Passage ->
[Start of section]

EigenAI Overview
Go to deTERMinal and get a 1M inference token credit for free by connecting your X account.
To integrate deTERMinal token credit with your client, refer to the Grant API Integration README.
1M token creditFor more tokens or different models, you can contact us here.
What is EigenAI?
EigenAI is a deterministic, verifiable LLM inference service that provides an OpenAI-compatible API for executing open source LLMs. Unlike traditional AI services where you trust the provider's outputs, EigenAI enables cryptographic verification where inference is executed using the specified model and input, and the output results are untampered.
- OpenAI-compatible refers to the messages-based Chat Completions API.
- Deterministic behavior refers to providing one request (prompt, seed/parameters) to the EigenAI API multiple times and receiving the same output bit-by-bit every time. The EigenAI inference stack is designed with this determinism guarantee.
- Deterministic behavior requires not caching the results. Safety-critical systems cannot be vulnerable to potential cache misses.
Why build with EigenAI?
-
Build verifiable applications leveraging LLM inference without wondering if the same LLM request might produce different results on different runs, or whether your prompts, models, or responses are modified in any way. EigenAI offers:
-
EigenAI provides the rails to instill trust for downstream stakeholders (such as users) that an AI output was executed as expected, and verifiably executed, improving confidence in automated and agentic workflows.
How EigenAI works?
EigenAI delivers verifiable LLM inference by making GPU execution a deterministic pipeline.
Deterministic inference
EigenAI controls GPU execution and removes typical non-deterministic behavior found in kernel race conditions and opportunistic memory reuse. The overhead for this control remains negligible and retains practical inference performance (benchmarks will be included in the upcoming technical report).

[End of section]

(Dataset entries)
[Start of section]

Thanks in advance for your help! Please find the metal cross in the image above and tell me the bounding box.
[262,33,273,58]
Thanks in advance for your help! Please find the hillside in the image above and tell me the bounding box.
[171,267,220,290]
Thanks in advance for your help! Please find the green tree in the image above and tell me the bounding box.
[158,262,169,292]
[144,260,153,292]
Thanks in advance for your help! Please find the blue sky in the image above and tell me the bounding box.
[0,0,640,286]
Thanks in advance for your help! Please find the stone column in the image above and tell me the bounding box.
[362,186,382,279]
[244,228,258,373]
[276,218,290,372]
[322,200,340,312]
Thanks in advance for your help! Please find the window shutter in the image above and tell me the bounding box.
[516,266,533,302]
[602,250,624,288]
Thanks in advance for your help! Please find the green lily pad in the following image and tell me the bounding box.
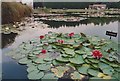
[88,69,99,77]
[42,73,58,81]
[27,65,38,73]
[70,71,85,80]
[19,57,31,64]
[63,48,75,56]
[56,56,69,62]
[28,70,44,80]
[99,62,114,75]
[77,64,90,74]
[51,66,69,78]
[38,64,51,70]
[33,58,45,64]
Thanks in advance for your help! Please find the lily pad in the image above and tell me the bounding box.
[19,57,31,64]
[70,71,85,80]
[51,66,69,78]
[28,70,44,80]
[77,64,90,74]
[38,64,51,70]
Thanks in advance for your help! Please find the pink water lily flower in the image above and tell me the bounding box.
[92,50,103,59]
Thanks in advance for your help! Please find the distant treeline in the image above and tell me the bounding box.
[34,2,120,9]
[1,2,32,24]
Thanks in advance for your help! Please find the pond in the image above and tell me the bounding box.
[2,18,119,79]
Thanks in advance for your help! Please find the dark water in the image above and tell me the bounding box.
[2,18,119,79]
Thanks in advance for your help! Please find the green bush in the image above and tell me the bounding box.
[1,2,32,24]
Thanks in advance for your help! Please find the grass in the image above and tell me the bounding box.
[1,2,32,24]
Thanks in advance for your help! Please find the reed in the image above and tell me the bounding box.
[1,2,32,24]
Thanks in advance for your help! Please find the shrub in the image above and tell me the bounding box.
[1,2,32,24]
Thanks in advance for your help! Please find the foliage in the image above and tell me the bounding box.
[1,2,32,24]
[8,32,120,80]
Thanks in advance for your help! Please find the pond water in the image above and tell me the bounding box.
[2,18,119,79]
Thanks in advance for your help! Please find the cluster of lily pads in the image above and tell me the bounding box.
[8,32,120,81]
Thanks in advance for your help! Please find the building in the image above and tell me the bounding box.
[89,4,106,10]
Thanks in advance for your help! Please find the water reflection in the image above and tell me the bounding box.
[41,18,120,28]
[1,32,18,48]
[1,18,120,48]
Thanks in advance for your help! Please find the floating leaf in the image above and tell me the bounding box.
[28,70,44,80]
[77,64,90,74]
[33,58,45,64]
[27,65,38,73]
[56,56,69,62]
[19,58,31,64]
[63,48,75,56]
[38,64,51,70]
[51,66,69,78]
[70,71,85,80]
[88,69,99,77]
[99,62,114,75]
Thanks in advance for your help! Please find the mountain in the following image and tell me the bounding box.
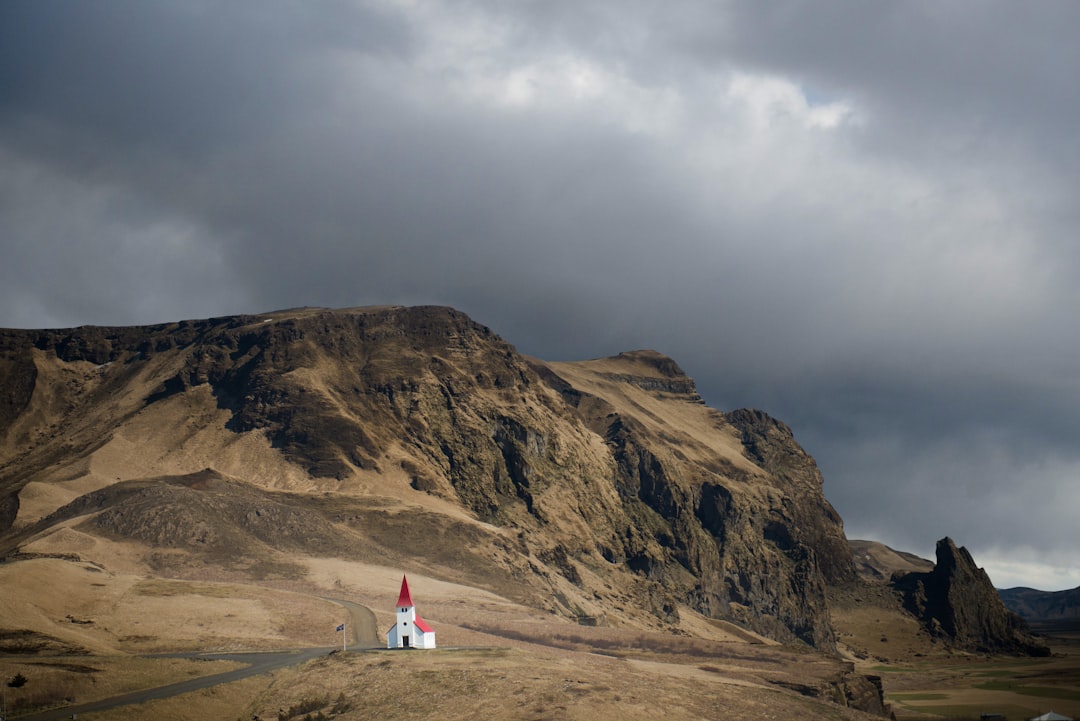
[0,307,856,651]
[892,538,1050,655]
[998,588,1080,623]
[848,540,934,581]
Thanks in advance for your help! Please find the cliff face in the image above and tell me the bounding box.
[0,308,859,649]
[893,538,1049,655]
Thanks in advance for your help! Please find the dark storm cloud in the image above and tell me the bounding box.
[0,0,1080,586]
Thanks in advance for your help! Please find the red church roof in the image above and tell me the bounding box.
[397,576,419,608]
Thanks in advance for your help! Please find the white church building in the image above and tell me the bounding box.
[387,576,435,649]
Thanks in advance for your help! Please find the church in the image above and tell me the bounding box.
[387,576,435,649]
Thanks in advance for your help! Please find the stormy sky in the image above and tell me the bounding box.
[0,0,1080,589]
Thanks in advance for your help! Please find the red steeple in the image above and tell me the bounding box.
[397,576,413,609]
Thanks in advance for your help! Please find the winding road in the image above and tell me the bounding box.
[11,596,382,721]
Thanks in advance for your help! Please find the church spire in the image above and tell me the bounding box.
[397,575,414,609]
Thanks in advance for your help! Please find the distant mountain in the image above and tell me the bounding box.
[892,538,1050,655]
[0,307,855,650]
[848,540,934,581]
[998,587,1080,623]
[832,538,1047,655]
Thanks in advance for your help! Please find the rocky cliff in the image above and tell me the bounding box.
[893,538,1049,655]
[0,308,855,650]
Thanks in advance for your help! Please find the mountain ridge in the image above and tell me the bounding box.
[0,307,853,649]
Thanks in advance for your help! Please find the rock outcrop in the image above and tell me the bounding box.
[893,538,1049,655]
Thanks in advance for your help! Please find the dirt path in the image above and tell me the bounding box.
[319,596,383,649]
[17,596,383,721]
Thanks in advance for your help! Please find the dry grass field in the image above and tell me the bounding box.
[0,548,889,721]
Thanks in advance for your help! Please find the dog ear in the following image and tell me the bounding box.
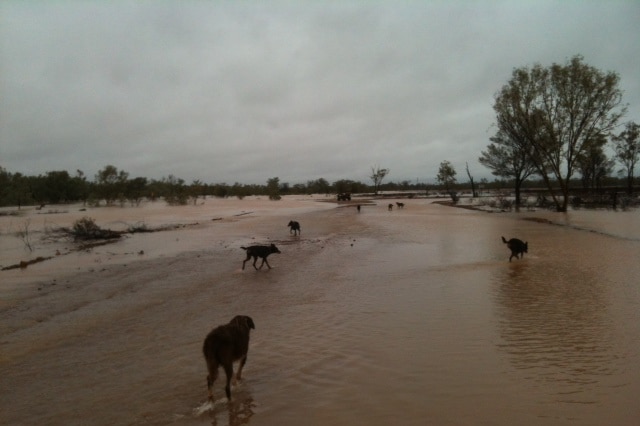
[244,316,256,330]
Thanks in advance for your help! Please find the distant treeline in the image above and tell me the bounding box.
[0,166,636,207]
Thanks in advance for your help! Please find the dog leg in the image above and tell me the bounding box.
[224,362,233,401]
[207,367,218,402]
[236,355,247,380]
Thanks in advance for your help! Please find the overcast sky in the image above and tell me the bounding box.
[0,0,640,184]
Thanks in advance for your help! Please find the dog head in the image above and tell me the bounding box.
[231,315,256,330]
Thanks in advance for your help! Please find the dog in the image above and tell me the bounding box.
[502,237,529,262]
[202,315,256,402]
[287,220,300,235]
[240,244,280,270]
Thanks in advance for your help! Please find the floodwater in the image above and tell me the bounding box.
[0,200,640,426]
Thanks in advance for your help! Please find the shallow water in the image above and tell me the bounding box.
[0,200,640,425]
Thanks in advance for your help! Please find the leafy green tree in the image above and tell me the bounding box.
[369,166,390,194]
[613,121,640,195]
[478,131,536,209]
[307,178,331,194]
[162,175,189,206]
[267,177,282,201]
[125,177,147,206]
[95,165,129,206]
[576,135,615,189]
[493,55,626,211]
[436,160,458,202]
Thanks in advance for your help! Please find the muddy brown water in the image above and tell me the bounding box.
[0,200,640,425]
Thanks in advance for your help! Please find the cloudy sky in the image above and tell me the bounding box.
[0,0,640,184]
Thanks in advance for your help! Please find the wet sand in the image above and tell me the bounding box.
[0,197,640,425]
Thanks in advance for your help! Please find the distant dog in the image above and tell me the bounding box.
[241,244,280,270]
[287,220,300,235]
[502,237,529,262]
[202,315,256,401]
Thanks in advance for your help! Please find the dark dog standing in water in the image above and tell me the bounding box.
[202,315,256,401]
[241,244,280,270]
[502,237,529,262]
[287,220,300,235]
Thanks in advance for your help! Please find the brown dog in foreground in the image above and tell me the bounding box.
[240,244,280,270]
[502,237,529,262]
[202,315,256,401]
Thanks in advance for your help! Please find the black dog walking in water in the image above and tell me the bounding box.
[502,237,529,262]
[241,244,280,270]
[287,220,300,235]
[202,315,256,401]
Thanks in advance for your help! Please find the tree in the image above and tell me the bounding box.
[95,165,129,206]
[267,177,282,201]
[466,163,478,198]
[370,166,390,194]
[494,55,626,211]
[478,131,536,209]
[576,135,614,189]
[613,121,640,195]
[436,160,458,202]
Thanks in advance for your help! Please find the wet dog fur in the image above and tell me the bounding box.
[502,237,529,262]
[202,315,256,401]
[287,220,300,235]
[241,244,280,270]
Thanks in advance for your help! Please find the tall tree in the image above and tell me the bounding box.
[494,55,626,211]
[267,177,282,201]
[370,166,390,194]
[436,160,458,202]
[576,135,615,189]
[613,121,640,195]
[478,131,536,209]
[466,163,478,198]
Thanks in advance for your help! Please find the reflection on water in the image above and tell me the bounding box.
[209,395,254,426]
[496,262,618,403]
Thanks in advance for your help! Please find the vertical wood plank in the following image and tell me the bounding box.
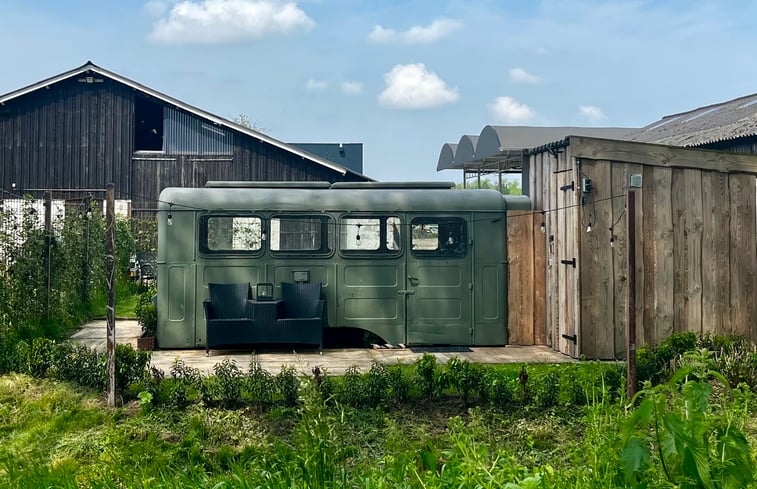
[671,169,703,334]
[652,168,674,342]
[702,172,731,334]
[547,155,562,351]
[531,211,547,345]
[670,168,690,332]
[728,173,757,338]
[608,162,644,358]
[507,211,533,345]
[578,159,615,359]
[560,154,581,357]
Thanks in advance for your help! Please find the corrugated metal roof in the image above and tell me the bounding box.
[0,61,372,180]
[628,94,757,147]
[436,126,637,171]
[436,143,457,171]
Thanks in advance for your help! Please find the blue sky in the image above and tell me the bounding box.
[0,0,757,181]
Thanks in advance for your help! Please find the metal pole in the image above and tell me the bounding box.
[626,188,636,401]
[105,183,116,407]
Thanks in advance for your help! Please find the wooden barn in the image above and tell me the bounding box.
[509,136,757,359]
[438,122,757,359]
[0,62,371,210]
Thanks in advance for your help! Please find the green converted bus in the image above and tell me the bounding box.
[157,182,530,348]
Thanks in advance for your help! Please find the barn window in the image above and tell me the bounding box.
[339,216,401,254]
[410,217,468,257]
[269,215,334,254]
[200,215,264,253]
[134,96,234,155]
[165,107,233,155]
[134,97,163,151]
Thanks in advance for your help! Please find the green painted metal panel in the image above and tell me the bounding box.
[158,182,528,348]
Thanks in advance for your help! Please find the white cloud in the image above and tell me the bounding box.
[342,81,363,95]
[508,68,540,83]
[368,19,461,44]
[305,78,329,92]
[489,96,535,124]
[578,105,607,122]
[379,63,460,109]
[143,0,169,17]
[148,0,315,44]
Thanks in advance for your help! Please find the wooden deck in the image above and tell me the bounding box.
[71,319,575,375]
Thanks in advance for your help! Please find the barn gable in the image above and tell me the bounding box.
[0,62,371,209]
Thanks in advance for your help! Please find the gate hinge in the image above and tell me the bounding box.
[561,334,578,345]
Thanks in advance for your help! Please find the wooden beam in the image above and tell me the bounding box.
[568,136,757,175]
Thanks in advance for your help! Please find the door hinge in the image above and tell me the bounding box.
[561,334,578,345]
[560,182,576,192]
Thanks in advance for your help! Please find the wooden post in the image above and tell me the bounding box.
[626,188,636,401]
[45,190,53,320]
[105,183,116,407]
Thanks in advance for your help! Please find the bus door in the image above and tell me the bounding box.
[399,214,473,345]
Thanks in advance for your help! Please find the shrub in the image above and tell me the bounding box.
[386,365,412,404]
[134,287,158,337]
[415,353,443,399]
[246,355,276,407]
[276,365,300,407]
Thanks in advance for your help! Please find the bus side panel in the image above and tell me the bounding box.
[158,265,195,348]
[473,213,507,346]
[337,259,405,345]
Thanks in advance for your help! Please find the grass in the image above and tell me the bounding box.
[92,282,139,318]
[0,366,757,489]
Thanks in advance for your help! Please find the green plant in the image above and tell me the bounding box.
[137,391,152,413]
[446,357,488,405]
[276,365,300,407]
[246,355,276,407]
[415,353,443,399]
[621,350,754,489]
[386,364,412,404]
[134,287,158,337]
[208,359,244,408]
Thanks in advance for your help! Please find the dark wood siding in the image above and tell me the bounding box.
[0,75,364,209]
[0,77,134,199]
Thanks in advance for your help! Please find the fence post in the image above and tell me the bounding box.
[45,190,53,321]
[105,183,116,407]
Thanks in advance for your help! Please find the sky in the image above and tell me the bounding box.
[0,0,757,182]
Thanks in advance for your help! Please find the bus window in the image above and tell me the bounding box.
[339,216,401,254]
[410,217,468,257]
[270,216,333,253]
[200,215,263,253]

[End of section]

Directions ->
**1.** How large is the free inference token credit offered on deTERMinal, according to the EigenAI overview?
**2.** Please continue the EigenAI overview from where it stops.

Answers in order ->
**1.** A 1M inference token credit.

**2.**
Isolated per-request execution
Each query runs in its own clean environment. The KV cache is reset, the full context is loaded, and tokens are generated sequentially with no batching or shared GPU state. This ensures that no other workload can influence the execution path or final output.
Seed-controlled sampling
Randomness is governed through strict seed management. Users can provide a seed or rely on fixed defaults. This makes every result reproducible and enables users, or third parties, to re-run the exact same request to confirm correctness.
If different outputs for the same prompt are required, you can achieve this by setting different seeds across different requests of the same prompt, while retaining the option of deterministically replaying any of the requests with its respective seed.
Model and hardware integrity
EigenAI provides a consistent, verifiable execution stack. Model weights, quantization levels, and GPU types are fixed. Only H100 GPUs are used, with ECC memory enabled, providing stable, integrity-preserving computation.
Verifiability Roadmap
EigenAI’s deterministic execution makes verification possible through deterministic re-execution. As we move through mainnet alpha into general availability, the verification pathways expand.
Self-verification (Mainnet Alpha)
EigenAI will open source its inference stack. Anyone with access to commodity GPUs (H100s) can re-run a request locally using the same model, inputs, and seed, and confirm that the output matches bit-for-bit.
Third-party verification (GA Target)
A separate verification API will allow independent operators to re-execute requests and return attestations. Applications can use this to spot-check results or provide external proof that an inference was executed correctly.